## TASK TO COMPLETE
Exactly as they appear, copy the lines of the listing from the one containing "of the banner" through the final line, both included, and nothing else.

Extracted records:
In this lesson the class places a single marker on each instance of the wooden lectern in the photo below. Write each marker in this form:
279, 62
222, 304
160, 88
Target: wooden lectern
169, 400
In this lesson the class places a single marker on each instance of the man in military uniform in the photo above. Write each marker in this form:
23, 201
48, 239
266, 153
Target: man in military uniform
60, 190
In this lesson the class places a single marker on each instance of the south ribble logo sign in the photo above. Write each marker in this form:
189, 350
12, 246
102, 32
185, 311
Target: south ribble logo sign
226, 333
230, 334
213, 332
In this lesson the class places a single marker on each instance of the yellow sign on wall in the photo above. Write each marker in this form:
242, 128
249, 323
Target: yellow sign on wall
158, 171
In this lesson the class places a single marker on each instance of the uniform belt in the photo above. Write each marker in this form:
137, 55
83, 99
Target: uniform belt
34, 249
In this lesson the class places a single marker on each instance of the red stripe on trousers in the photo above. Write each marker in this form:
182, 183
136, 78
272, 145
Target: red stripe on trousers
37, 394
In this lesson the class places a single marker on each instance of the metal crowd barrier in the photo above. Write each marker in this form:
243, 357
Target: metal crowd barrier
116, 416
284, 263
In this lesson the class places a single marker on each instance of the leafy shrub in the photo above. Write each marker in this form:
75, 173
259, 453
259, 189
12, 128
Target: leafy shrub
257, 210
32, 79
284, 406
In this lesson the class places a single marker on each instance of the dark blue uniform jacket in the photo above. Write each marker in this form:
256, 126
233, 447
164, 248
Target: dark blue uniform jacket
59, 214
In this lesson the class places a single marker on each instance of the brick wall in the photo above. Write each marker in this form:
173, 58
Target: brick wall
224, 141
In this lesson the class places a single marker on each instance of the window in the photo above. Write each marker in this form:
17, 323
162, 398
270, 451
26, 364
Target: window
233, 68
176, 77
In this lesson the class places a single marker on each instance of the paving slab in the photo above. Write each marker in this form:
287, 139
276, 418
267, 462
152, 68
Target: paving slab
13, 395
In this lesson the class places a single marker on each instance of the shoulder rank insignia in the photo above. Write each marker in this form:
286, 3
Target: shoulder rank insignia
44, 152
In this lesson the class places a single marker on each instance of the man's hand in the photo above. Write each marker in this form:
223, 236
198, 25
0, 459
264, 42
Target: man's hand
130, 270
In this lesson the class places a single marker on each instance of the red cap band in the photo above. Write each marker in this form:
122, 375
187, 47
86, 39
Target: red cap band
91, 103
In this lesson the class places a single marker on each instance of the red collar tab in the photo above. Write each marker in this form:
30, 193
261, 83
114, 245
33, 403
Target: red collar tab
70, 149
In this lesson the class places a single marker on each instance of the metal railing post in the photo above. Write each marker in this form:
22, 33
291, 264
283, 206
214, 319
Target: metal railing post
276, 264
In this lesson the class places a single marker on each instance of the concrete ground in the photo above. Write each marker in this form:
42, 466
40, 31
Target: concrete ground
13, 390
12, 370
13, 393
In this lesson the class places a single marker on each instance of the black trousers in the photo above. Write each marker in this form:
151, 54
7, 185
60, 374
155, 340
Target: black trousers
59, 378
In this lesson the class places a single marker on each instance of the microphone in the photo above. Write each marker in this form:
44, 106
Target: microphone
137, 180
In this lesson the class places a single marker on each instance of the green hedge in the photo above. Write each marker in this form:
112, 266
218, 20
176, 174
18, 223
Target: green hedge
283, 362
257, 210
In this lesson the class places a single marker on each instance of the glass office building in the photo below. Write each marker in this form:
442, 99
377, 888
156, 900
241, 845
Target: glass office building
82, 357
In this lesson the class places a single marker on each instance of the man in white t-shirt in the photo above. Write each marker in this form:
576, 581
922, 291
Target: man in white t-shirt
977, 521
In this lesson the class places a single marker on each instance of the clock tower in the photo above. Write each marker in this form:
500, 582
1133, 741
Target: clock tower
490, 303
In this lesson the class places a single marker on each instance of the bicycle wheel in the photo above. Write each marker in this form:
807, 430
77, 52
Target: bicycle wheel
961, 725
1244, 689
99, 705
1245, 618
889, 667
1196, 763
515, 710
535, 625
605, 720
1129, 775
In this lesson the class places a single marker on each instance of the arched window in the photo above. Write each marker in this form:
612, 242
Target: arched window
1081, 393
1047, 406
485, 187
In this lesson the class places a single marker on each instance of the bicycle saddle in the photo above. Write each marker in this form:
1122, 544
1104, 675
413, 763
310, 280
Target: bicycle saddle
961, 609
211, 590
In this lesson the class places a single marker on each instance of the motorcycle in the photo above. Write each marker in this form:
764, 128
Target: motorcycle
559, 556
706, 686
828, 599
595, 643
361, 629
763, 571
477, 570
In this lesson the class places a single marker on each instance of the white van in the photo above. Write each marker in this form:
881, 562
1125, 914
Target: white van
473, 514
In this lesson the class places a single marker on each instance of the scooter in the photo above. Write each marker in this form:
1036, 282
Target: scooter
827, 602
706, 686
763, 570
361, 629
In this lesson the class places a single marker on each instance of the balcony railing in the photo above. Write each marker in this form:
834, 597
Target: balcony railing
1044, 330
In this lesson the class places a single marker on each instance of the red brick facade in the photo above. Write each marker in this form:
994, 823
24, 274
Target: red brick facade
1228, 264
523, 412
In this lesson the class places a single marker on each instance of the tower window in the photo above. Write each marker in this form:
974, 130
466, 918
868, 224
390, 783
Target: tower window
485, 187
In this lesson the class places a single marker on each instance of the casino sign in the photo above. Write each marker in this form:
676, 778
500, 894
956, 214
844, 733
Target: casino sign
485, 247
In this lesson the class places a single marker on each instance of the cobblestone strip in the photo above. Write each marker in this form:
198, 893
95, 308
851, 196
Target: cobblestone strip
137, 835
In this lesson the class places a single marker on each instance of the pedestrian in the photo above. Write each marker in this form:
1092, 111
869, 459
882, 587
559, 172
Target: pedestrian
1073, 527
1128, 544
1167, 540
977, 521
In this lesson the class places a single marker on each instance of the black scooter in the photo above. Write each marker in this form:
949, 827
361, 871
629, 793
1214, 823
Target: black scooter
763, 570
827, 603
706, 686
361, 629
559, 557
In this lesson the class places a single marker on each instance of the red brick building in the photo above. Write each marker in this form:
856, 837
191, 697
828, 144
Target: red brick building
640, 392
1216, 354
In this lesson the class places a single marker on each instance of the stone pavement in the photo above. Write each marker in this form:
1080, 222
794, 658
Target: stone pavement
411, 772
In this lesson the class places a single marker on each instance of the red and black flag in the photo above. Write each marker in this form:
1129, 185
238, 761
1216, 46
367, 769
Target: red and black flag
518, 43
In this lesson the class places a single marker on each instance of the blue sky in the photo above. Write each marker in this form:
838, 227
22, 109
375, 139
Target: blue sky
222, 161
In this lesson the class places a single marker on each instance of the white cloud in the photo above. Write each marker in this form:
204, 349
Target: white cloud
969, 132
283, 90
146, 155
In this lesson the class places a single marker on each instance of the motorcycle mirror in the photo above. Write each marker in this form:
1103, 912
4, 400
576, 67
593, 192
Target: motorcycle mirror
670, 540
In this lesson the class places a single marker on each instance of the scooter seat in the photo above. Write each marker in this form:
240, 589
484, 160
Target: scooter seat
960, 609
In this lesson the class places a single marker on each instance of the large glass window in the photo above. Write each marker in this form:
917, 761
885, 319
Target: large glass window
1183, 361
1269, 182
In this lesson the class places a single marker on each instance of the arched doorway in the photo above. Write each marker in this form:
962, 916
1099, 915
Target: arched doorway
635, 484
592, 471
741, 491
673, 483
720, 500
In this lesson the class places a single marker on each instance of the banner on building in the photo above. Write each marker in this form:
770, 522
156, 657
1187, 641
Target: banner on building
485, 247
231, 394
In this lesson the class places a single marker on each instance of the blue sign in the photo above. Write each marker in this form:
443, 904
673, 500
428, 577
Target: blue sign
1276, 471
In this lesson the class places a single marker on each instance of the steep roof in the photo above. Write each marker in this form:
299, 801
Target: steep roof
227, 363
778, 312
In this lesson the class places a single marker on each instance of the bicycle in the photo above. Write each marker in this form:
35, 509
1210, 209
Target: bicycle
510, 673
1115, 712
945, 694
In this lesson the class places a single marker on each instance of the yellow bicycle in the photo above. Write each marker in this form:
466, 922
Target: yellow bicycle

## WRITTEN SOLUTION
In this lesson the class places a single marker on each instance of the banner on building in the photo above. Write each marker in this form:
770, 522
156, 657
1187, 641
Target: banner on building
485, 247
231, 394
In this lesson the class places a single marker on each instance of the blue sign in the photo above. Write each marker in this form:
443, 904
673, 500
428, 577
Target: blue sign
1276, 471
In this lesson the class places a single marker on each instance of the steep roof in the photo above. Write each marker in this form:
299, 801
Target: steep roof
227, 363
778, 312
In this lesson the class places a single marker on each instance of the bicycle in the photo above. Write each marker in this form:
35, 509
1210, 209
Target: bicycle
510, 673
1115, 712
945, 694
In this lesson the class places a single marker on each instance of the yellow bicycle in the photo above. Write each marker in this form:
466, 922
Target: yellow bicycle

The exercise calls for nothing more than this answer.